[An excerpt from a dataset]
# # #
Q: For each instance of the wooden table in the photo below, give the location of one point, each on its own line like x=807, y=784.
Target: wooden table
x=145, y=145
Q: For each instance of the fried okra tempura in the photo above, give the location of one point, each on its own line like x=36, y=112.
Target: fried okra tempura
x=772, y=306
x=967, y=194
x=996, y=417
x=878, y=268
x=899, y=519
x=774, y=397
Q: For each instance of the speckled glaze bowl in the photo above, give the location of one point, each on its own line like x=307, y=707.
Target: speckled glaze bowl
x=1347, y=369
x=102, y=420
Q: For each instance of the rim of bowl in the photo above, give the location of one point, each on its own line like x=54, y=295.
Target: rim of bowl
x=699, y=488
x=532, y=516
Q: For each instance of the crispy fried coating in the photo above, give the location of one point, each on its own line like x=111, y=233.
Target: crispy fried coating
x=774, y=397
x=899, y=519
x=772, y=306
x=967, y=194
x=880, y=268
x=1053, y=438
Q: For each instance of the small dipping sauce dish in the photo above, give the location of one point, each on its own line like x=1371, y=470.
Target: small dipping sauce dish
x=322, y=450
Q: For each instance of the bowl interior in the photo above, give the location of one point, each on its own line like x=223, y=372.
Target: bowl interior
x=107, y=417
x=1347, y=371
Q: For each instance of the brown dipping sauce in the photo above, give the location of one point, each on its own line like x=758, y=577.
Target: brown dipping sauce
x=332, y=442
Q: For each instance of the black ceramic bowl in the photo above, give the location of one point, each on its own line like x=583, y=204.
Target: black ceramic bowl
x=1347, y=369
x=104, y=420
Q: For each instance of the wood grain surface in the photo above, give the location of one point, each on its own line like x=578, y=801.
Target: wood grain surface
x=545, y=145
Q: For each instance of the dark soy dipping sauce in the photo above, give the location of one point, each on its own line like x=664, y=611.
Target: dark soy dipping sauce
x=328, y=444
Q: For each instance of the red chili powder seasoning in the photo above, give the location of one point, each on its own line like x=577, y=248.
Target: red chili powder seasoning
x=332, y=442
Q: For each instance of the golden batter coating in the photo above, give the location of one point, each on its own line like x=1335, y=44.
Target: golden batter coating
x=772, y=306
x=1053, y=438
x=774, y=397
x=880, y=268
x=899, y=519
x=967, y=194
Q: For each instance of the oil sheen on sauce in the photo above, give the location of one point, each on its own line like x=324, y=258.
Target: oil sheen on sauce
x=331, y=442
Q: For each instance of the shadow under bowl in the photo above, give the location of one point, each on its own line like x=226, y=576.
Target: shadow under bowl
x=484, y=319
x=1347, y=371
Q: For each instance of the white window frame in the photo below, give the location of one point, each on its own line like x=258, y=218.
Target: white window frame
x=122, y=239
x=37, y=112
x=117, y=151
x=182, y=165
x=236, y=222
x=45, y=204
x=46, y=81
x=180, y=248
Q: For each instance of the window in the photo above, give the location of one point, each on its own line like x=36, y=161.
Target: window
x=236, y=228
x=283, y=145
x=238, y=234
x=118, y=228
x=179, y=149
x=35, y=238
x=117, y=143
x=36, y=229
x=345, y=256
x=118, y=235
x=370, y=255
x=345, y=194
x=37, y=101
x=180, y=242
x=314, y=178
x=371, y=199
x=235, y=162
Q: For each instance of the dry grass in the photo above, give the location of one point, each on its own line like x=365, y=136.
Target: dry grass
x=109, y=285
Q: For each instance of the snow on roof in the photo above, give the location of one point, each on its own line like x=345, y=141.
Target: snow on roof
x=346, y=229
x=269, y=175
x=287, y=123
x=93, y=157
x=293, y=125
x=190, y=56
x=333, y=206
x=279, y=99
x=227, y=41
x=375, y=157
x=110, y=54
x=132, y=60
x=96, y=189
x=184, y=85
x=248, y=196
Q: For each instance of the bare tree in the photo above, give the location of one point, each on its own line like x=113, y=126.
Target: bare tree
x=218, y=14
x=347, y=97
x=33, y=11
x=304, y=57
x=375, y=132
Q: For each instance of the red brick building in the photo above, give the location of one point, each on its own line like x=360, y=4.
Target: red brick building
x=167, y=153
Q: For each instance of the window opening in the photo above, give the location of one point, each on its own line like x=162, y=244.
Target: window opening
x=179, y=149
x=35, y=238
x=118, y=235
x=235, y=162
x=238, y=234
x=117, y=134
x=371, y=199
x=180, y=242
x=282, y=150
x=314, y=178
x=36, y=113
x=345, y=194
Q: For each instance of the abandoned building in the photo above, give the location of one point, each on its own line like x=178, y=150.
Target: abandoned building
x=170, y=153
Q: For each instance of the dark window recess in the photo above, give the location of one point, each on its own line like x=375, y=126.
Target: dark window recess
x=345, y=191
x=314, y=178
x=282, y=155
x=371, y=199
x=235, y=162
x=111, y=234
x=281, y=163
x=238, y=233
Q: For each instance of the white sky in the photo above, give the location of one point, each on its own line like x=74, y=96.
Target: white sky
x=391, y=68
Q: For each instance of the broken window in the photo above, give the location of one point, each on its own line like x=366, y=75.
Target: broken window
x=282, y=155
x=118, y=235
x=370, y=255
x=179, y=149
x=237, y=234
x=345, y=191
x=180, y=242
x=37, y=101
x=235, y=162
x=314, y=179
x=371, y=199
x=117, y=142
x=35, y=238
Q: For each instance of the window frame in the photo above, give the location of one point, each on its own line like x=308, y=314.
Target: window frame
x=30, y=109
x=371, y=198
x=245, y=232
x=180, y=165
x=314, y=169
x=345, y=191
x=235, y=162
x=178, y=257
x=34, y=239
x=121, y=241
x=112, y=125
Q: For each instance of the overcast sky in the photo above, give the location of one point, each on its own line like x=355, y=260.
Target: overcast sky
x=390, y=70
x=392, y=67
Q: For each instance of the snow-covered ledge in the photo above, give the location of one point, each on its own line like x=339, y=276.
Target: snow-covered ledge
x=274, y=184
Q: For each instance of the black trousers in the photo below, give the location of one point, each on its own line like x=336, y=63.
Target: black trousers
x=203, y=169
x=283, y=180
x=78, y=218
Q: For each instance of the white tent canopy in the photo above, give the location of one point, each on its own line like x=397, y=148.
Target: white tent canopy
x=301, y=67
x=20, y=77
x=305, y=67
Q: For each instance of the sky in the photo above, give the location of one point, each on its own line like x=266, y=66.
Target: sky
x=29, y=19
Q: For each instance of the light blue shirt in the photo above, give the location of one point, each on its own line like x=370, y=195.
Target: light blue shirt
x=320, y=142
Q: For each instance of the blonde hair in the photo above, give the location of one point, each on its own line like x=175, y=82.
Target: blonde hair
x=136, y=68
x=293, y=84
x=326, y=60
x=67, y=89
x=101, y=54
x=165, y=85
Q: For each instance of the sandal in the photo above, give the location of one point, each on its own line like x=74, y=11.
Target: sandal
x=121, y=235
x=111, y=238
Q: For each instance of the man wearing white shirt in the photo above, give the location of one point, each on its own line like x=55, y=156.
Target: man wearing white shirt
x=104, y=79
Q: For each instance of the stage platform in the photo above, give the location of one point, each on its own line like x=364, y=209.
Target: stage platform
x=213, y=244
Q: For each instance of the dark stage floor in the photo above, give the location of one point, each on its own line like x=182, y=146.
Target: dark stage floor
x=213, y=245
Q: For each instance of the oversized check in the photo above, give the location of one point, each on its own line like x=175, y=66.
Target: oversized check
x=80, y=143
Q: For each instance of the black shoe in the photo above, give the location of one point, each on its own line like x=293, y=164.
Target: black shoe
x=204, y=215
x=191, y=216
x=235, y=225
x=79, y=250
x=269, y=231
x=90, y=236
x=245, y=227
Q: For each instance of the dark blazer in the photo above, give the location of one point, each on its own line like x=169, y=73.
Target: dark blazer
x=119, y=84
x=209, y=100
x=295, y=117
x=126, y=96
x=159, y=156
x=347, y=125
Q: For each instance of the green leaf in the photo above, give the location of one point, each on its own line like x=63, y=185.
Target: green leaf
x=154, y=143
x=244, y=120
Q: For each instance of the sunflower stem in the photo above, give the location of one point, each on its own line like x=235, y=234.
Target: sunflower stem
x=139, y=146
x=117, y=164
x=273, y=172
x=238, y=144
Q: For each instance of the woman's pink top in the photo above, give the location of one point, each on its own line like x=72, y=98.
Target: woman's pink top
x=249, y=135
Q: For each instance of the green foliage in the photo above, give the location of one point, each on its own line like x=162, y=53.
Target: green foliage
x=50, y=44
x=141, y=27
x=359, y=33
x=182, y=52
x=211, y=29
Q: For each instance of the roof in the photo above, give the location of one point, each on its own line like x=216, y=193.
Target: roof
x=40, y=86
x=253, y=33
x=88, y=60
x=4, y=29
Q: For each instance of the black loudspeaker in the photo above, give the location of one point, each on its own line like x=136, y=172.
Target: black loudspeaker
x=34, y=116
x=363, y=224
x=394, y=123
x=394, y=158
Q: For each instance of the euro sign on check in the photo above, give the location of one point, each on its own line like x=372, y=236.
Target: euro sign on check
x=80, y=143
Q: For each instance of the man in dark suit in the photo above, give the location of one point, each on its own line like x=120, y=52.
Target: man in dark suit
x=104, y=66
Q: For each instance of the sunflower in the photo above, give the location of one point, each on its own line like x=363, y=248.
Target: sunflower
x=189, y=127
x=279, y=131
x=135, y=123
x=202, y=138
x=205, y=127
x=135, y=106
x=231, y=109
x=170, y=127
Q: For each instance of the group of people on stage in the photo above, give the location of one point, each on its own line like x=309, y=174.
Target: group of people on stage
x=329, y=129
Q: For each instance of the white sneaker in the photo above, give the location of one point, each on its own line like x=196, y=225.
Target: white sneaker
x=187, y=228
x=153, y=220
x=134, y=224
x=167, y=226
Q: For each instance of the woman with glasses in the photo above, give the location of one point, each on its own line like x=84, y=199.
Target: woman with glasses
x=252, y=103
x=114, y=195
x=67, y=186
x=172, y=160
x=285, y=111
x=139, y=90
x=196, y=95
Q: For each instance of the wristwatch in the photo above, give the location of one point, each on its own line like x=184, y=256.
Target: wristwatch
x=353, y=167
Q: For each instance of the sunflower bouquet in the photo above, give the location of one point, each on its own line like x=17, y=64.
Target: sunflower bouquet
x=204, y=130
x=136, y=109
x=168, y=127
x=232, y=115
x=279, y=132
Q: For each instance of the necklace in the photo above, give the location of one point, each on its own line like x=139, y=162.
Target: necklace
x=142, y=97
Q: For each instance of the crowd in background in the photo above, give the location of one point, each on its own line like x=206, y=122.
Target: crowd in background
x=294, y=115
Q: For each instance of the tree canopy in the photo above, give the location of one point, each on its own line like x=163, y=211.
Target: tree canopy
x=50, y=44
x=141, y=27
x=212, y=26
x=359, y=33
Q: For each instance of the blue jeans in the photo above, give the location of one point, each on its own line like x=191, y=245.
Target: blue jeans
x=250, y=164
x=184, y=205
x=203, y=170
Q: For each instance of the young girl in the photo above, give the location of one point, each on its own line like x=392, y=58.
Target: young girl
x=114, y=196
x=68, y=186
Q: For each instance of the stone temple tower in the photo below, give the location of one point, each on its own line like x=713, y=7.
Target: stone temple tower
# # #
* EXERCISE DIRECTIONS *
Copy out, word for word, the lines of the listing from its very first line through the line that contains "x=545, y=145".

* FINAL RESULT *
Q: For each instance of the wooden table in the photo below, give the location of one point, each on its own line like x=807, y=784.
Target: wooden table
x=145, y=145
Q: For each instance of the fried okra tempura in the photo above, give the location of one point, each on its own line like x=36, y=112.
Target: fried okra tempura
x=772, y=306
x=967, y=194
x=996, y=417
x=878, y=268
x=899, y=519
x=774, y=397
Q: For each instance of the speckled glaze bowl in the photo above, give the location of one point, each on its own line like x=307, y=707.
Target: speckled glaze bowl
x=1347, y=369
x=102, y=420
Q: For each instance of the rim of bowl in the photo above, give the location of one point, each on its own line like x=54, y=295.
Target: rim of bowl
x=699, y=488
x=532, y=516
Q: For each instance of the crispy fried coating in the photo above, give the location of one point, each on its own line like x=111, y=233.
Target: crispy fried coating
x=774, y=397
x=899, y=519
x=772, y=306
x=967, y=194
x=880, y=268
x=1053, y=438
Q: For each instance of the small dipping sauce dish in the photo above, give the location of one point, each on its own line like x=1371, y=470.
Target: small dipping sauce dish
x=322, y=450
Q: For each instance of the bowl interior in the photo above, give the location of one point, each on its own line like x=223, y=372.
Target: bowl interior
x=107, y=417
x=1347, y=371
Q: For each instance of the brown dipping sauce in the photo above, give the location of one point, each on its own line like x=758, y=577.
Target: brown dipping sauce
x=332, y=442
Q: For each instance of the black ceramic bowl in the photo above, give the location of one point, each on its own line like x=583, y=204.
Target: black ceramic bowl
x=1347, y=369
x=104, y=420
Q: For each instance of the wood grain surface in the photo above, give the location of one point, each on its own line like x=578, y=801.
Target: wood grain surface
x=545, y=145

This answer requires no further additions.